ABOUT THIS EXERCISE: Where the listing below reaches the line containing "the wooden chair", start writing out lines exactly, and stop once the line containing "the wooden window" has been written.
+++
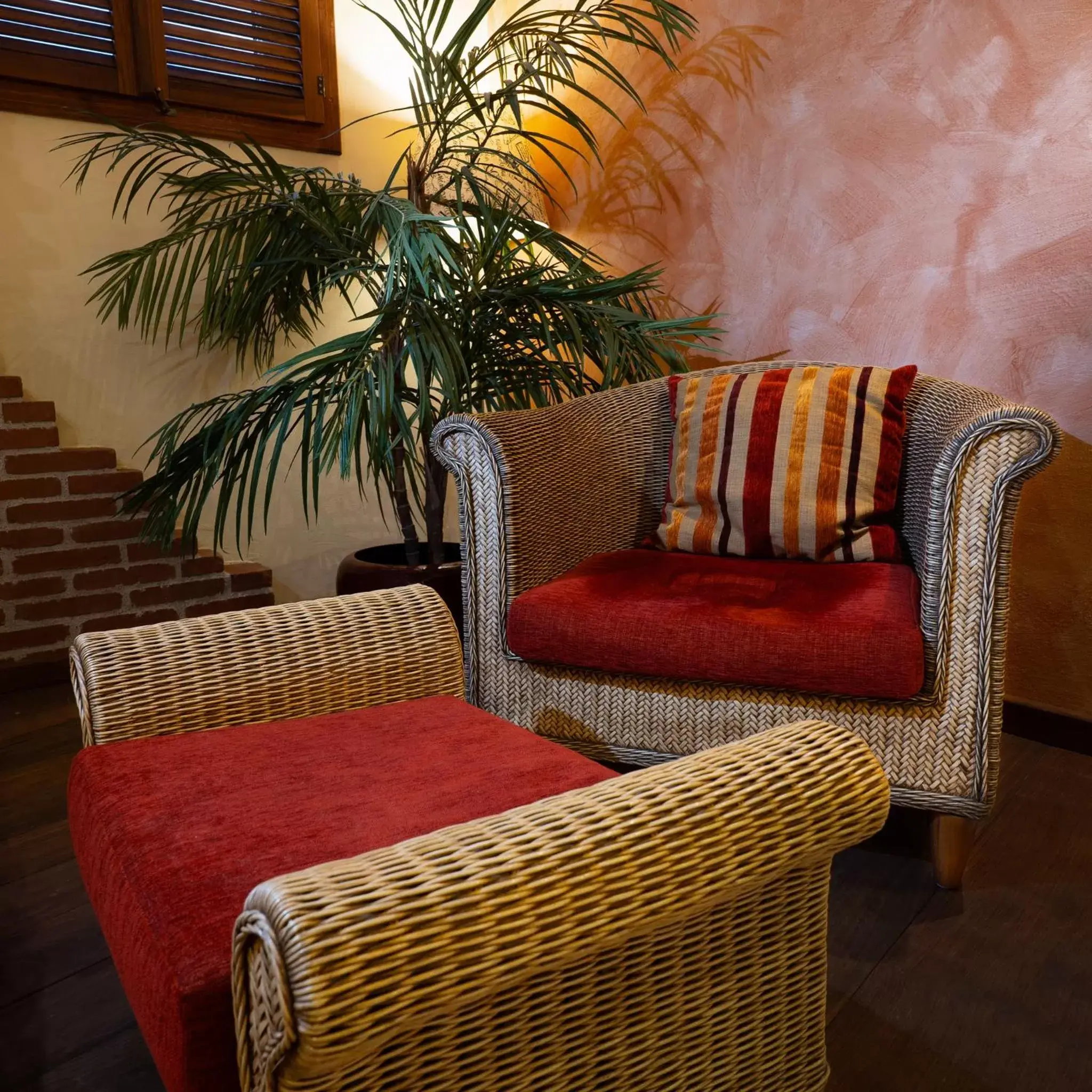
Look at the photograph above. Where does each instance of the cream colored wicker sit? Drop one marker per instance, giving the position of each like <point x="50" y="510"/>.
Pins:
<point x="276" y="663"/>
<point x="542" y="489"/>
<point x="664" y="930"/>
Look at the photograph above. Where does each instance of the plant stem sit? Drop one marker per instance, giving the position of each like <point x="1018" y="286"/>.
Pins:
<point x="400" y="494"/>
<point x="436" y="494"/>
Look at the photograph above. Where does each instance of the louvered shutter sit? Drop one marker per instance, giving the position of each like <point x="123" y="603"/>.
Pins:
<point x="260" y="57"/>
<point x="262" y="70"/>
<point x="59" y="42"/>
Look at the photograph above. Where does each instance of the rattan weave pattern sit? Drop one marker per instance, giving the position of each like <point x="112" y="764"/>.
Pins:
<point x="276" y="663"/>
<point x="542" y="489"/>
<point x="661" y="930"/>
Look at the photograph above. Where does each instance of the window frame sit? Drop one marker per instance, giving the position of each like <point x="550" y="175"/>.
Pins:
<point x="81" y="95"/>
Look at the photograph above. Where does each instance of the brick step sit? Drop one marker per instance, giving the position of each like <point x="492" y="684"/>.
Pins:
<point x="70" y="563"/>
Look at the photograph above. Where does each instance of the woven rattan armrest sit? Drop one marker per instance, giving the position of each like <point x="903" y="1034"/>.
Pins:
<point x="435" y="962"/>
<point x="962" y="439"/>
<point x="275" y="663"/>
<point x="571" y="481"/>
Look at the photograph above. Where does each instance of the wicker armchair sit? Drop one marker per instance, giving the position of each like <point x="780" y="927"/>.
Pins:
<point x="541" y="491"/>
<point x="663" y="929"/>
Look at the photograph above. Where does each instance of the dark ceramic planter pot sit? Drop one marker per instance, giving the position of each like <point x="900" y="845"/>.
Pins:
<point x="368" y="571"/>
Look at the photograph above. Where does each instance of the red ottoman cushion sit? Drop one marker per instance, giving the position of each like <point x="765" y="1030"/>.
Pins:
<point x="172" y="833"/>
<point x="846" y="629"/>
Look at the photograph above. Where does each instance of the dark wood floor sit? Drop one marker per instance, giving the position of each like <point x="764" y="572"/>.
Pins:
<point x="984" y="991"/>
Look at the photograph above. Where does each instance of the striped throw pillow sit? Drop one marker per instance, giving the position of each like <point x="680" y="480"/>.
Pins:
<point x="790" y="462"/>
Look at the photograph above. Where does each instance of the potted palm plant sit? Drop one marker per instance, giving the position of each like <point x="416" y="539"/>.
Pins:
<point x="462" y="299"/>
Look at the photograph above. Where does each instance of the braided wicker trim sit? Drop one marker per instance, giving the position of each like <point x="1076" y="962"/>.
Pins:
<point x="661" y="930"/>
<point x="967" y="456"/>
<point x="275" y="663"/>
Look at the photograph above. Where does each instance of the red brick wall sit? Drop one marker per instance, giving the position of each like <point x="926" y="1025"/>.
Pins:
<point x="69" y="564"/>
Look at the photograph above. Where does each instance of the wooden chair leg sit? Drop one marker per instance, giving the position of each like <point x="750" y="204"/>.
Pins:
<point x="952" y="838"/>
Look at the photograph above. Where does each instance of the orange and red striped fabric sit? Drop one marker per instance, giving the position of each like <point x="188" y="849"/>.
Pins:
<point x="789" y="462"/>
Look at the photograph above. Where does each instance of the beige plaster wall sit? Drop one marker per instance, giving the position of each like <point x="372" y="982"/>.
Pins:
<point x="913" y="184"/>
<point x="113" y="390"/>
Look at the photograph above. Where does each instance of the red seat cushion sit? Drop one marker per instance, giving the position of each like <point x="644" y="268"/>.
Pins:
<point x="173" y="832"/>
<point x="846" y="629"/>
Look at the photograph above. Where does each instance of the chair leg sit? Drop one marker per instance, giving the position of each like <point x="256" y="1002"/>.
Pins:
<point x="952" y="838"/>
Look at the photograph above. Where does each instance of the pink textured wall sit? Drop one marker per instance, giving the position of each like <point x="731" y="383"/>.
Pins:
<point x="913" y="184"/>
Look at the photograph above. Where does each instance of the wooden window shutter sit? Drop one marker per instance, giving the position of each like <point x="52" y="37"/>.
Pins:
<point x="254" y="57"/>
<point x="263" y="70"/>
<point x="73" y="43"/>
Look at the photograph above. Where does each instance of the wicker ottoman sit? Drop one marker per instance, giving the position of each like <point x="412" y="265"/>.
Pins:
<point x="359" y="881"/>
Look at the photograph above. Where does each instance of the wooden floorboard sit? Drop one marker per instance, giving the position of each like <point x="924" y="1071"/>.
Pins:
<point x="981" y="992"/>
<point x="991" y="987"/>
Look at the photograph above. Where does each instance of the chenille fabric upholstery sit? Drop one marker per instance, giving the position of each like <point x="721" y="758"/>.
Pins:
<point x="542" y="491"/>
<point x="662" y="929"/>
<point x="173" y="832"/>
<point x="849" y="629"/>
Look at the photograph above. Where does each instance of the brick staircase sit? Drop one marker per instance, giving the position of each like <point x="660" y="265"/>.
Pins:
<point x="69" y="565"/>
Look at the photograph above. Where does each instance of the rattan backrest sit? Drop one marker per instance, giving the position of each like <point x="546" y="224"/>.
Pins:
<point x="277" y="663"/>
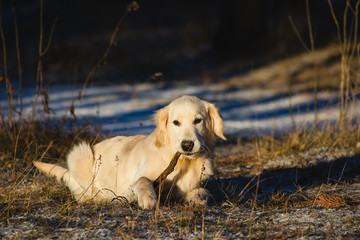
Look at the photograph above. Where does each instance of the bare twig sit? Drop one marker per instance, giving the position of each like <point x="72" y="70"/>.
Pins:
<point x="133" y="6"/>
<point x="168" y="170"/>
+++
ANSWER TO THIS TASK:
Look at the photograph above. Where does each instance of the wooden chair leg sit? Drop one marker per instance, giving the position of each like <point x="750" y="204"/>.
Pins:
<point x="952" y="838"/>
Look at the photograph above. Where does each instance of the orange and red striped fabric sit? Drop one marker per instance, giving the position of each like <point x="188" y="849"/>.
Pins:
<point x="789" y="462"/>
Look at the photograph above. Where does each instance of the beige plaster wall sit? Drop one marker per instance, giving the position of each like <point x="372" y="982"/>.
Pins:
<point x="913" y="184"/>
<point x="113" y="390"/>
Look at the photograph above. Where does each instance of the red seat cushion sit? Drop one marker per instance, giving the position of each like <point x="644" y="268"/>.
Pins:
<point x="173" y="832"/>
<point x="846" y="629"/>
Look at the photograph above. Where does each instance of the chair leg sit? Drop one marker per instance, giving the position of each like <point x="256" y="1002"/>.
Pins:
<point x="952" y="838"/>
Look at the photograph above. Where does each instance of the pink textured wall sit? Drop one marker per instance, giving the position of each like <point x="731" y="383"/>.
Pins:
<point x="913" y="184"/>
Look at the photograph above. Where does each instance of the wooden window shutter sit? Drop one marker per instance, giving the position of each like <point x="52" y="37"/>.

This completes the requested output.